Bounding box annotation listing
★ ★ ★ ★ ★ ★ ★

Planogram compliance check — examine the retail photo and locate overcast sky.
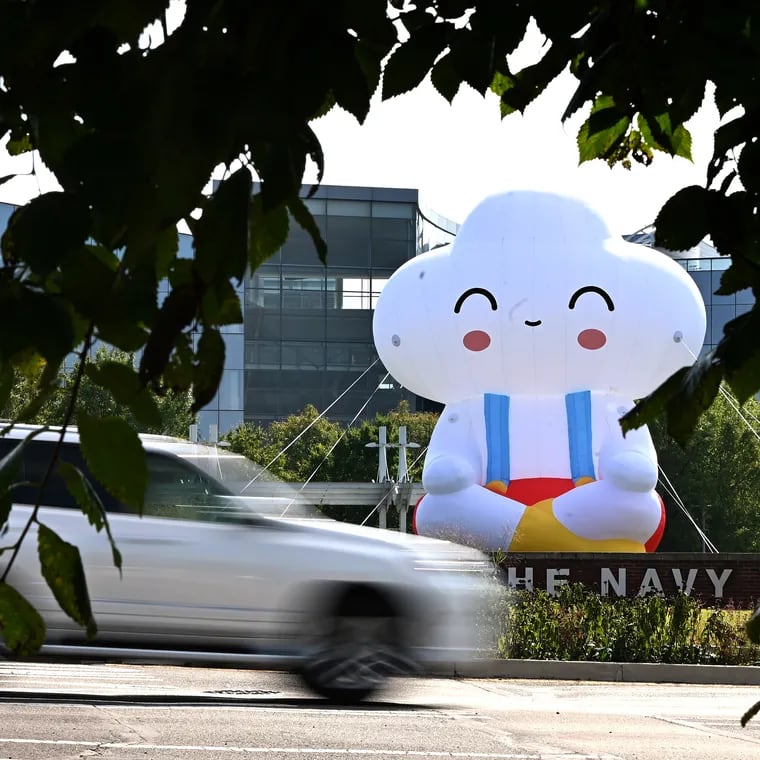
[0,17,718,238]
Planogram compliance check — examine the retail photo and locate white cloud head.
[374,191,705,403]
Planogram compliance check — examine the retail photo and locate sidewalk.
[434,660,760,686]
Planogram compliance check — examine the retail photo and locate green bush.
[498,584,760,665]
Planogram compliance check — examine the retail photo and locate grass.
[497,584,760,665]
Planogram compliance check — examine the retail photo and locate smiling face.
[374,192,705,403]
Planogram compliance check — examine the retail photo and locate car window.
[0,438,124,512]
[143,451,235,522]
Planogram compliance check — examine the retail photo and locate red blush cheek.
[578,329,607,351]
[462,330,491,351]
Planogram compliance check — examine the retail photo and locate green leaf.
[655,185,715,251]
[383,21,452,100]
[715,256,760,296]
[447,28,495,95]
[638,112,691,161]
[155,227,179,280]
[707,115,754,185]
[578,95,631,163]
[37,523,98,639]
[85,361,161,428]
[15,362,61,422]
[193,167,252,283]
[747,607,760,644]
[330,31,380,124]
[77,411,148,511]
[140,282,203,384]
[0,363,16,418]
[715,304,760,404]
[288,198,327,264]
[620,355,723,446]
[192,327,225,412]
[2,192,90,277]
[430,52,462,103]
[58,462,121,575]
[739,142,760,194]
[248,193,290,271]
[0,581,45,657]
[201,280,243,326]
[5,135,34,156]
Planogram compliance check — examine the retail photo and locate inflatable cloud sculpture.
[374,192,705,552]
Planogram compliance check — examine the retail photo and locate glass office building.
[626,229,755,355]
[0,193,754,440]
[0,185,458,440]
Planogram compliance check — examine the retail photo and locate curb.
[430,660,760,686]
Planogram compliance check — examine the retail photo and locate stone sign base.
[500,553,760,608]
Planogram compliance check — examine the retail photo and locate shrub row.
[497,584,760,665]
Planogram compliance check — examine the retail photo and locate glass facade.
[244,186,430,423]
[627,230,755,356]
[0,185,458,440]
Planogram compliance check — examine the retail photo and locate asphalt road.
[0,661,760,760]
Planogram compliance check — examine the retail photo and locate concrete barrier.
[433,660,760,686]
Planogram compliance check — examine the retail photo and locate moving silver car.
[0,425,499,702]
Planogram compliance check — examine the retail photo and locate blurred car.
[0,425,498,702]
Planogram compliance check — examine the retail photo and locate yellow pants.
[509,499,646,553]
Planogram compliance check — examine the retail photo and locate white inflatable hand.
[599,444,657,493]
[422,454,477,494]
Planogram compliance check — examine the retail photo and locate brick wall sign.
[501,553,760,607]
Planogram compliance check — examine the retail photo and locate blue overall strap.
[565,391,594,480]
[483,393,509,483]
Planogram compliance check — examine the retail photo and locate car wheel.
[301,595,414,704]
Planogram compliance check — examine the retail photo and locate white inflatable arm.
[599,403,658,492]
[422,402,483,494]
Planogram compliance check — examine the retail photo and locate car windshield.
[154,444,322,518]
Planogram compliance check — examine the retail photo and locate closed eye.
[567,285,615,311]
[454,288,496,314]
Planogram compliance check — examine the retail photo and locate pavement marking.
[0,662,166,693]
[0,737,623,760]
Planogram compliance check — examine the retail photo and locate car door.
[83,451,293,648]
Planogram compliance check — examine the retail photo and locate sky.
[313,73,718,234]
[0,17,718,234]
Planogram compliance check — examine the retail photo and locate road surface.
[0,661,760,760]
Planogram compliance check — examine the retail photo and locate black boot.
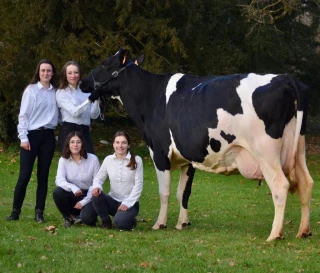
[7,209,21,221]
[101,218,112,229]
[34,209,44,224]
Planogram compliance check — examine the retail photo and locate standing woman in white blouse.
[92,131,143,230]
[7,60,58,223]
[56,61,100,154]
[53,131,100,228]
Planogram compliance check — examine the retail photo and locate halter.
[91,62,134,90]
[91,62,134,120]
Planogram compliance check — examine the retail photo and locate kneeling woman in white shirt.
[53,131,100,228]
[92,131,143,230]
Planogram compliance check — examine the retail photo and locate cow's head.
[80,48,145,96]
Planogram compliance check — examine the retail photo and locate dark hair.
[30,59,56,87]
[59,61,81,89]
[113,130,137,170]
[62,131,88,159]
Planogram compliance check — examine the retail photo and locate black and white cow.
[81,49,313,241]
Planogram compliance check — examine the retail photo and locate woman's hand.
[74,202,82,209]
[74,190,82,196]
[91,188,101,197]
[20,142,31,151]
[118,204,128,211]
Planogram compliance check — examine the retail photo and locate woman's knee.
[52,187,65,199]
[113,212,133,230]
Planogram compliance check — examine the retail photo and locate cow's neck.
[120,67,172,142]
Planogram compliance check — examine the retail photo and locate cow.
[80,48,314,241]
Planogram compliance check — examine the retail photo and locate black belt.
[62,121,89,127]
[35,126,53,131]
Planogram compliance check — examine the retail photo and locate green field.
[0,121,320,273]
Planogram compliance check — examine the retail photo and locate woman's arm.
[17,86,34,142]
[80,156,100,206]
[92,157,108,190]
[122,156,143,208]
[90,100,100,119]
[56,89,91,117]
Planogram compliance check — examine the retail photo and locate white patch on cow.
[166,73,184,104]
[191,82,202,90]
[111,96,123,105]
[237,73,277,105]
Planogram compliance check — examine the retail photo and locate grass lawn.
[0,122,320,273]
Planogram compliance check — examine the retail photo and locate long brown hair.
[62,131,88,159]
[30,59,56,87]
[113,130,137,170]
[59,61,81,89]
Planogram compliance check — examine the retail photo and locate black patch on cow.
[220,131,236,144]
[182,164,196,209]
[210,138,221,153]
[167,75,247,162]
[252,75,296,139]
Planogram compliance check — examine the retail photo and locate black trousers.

★ ★ ★ ★ ★ ★ ★

What to produce
Gather every line of the listing above that contains the string "sign". Reproduce each of those lines in full.

Completed task
Planogram compliance check — examine the retail photo and locate stone sign base.
Planogram compliance check — examine the retail photo and locate brick wall sign.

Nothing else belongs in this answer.